● ACTION ITEM
Could the entries below be retyped exactly and in full?

[[ MATERIALS PROVIDED, beginning ]]

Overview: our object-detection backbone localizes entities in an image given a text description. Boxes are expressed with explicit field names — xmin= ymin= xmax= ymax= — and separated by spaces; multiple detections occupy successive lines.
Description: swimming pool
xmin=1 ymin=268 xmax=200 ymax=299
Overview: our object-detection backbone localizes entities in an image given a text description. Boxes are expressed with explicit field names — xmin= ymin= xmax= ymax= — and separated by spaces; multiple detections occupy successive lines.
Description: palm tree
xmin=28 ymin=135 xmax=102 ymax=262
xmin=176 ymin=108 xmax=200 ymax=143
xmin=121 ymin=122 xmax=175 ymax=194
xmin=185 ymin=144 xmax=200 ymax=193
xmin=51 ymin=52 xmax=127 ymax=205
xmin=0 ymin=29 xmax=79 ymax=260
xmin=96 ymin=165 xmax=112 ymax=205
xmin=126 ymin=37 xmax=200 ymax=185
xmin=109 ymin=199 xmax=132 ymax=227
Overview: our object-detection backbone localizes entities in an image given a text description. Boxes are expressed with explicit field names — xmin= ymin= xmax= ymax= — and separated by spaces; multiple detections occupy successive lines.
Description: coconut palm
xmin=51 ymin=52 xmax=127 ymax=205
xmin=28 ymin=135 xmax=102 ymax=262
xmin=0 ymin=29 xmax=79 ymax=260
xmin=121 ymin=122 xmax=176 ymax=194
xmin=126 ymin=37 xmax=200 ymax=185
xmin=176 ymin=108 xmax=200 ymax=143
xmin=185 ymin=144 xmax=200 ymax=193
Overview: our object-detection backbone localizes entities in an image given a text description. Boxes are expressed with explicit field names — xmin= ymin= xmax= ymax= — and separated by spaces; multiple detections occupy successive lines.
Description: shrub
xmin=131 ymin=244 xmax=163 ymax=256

[[ MATERIALS PROVIDED, end ]]

● RESPONSE TO THE TASK
Overview: our object-detection backbone localizes entities in an image given a text description. Boxes are expressed with explicit field names — xmin= ymin= xmax= ymax= — and separated by spaces; multiple detections occupy successive lines.
Description: swimming pool
xmin=1 ymin=268 xmax=200 ymax=299
Overview: our object-detection backbone localizes entities in an image given a text description. Boxes are expressed with explicit field names — xmin= ymin= xmax= ymax= — and separated by spaces; multiple detections occupy successive lines.
Description: palm tree
xmin=28 ymin=135 xmax=102 ymax=262
xmin=176 ymin=108 xmax=200 ymax=143
xmin=121 ymin=122 xmax=175 ymax=194
xmin=185 ymin=144 xmax=200 ymax=193
xmin=51 ymin=52 xmax=127 ymax=205
xmin=0 ymin=29 xmax=79 ymax=260
xmin=96 ymin=165 xmax=112 ymax=205
xmin=126 ymin=37 xmax=200 ymax=185
xmin=109 ymin=199 xmax=132 ymax=227
Overview: our object-detection backbone localizes entities in an image given a text description. Boxes are expressed with explicit field names — xmin= ymin= xmax= ymax= — and separated by spaces; multiple detections occupy successive lines.
Description: coconut palm
xmin=51 ymin=52 xmax=127 ymax=205
xmin=28 ymin=135 xmax=102 ymax=262
xmin=0 ymin=29 xmax=79 ymax=260
xmin=121 ymin=122 xmax=176 ymax=194
xmin=126 ymin=37 xmax=200 ymax=185
xmin=176 ymin=108 xmax=200 ymax=143
xmin=185 ymin=144 xmax=200 ymax=193
Overview: our object-detection backbone localizes entities in an image given a text description. Boxes are expressed with explicit field names — xmin= ymin= xmax= ymax= — and separated by spaces; multiple detections occupy successive lines.
Description: shrub
xmin=131 ymin=244 xmax=163 ymax=256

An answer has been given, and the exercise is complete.